◆ **EXTRAIT CHOISI**:
Mais les autres membres du casting ne sont pas en reste. Avec un gros coup de cœur pour RJ Mitte qui joue le fils handicapé, adolescent qui aimerait être comme les autres mais ne peut pas. Un enfant qui veut se rebeller comme tout ado, mais qui se révèle d’une sensibilité et d’une perspicacité à toute épreuve. Il perce à jour les émotions et v0it au plus profond des gens. Il est si juste dans ses remarques, si précis, il va droit au but en peu de mots. Touchant, poignant. Dur aussi, parfois très dur. Il y aussi Aaron Paul, dans le rôle de Jesse, le petit dealer au parler de la rue (merci les sous-titres), le type complètement à l’opposé de Walter et qui compose avec lui un duo extraordinaire fait de conflits et de compromis. Il tient très bien la route. Encore un mot sur Anna Gun qui interprète la femme de Walter, elle aussi si touchante. Une femme qui défend sa famille, sensible. Au final, une belle brochette pour des rôles réussis.
D’ailleurs ces rôles sont vraiment bons. Pas un qui ne soit vraiment monolithique (même le flic de la DEA fume du cubain importé). Chacun a ses bons et mauvais côtés. Il y a cette découverte du mauvais côté de Marie, une scène juste fabuleuse où on se dit « elle aussi… » Parce que ces gens si propres de la bonne société ne sont pas fondamentalement bons non plus. La série nous montre le conflit, le contact entre les deux mondes. D’un côté la société bourgeoise, soi-disant bien pensante, engoncée dans sa petite vie dorée en cherchant à évacuer tous les soucis. De l’autre la rue, les dealers, les paumés addicts au crack et à la meth, qui ne veulent souvent même plus s’en sortir. Un clash d’autant plus fort que les deux mondes se mêlent au travers de l’association Walter-Jesse (sans parler du beau-frère à la DEA qui côtoie sans cesse l’autre aspect).

◆ **VOS CONSIGNES**: Indiquez quel rôle Aaron Paul tient dans la série, d'après l'extrait choisi.

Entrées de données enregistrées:
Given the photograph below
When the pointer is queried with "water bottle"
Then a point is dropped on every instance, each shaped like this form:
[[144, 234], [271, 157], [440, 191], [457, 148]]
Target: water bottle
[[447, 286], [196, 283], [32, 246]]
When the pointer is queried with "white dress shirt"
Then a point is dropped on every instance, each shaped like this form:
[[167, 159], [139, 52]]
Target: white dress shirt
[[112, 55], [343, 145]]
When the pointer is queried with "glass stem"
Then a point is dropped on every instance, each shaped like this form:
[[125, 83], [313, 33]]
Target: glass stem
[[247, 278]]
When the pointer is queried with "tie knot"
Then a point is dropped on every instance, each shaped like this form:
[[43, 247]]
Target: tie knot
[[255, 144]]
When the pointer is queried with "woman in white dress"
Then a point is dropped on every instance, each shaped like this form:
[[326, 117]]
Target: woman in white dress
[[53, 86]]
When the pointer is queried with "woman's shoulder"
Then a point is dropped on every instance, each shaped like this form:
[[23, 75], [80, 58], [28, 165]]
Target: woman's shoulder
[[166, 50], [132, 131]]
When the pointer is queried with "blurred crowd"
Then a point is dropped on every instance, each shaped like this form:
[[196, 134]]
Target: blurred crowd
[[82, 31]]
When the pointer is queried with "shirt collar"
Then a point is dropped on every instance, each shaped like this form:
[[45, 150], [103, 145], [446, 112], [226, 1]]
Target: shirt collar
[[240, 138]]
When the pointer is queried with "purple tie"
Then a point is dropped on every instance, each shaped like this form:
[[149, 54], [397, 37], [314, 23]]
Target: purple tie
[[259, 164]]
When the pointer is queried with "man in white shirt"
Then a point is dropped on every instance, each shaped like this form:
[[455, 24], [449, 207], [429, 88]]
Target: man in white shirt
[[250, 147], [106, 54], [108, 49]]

◆ **RÉPONSE À LA CONSIGNE**: Il joue Jesse, le petit dealer au parler de la rue.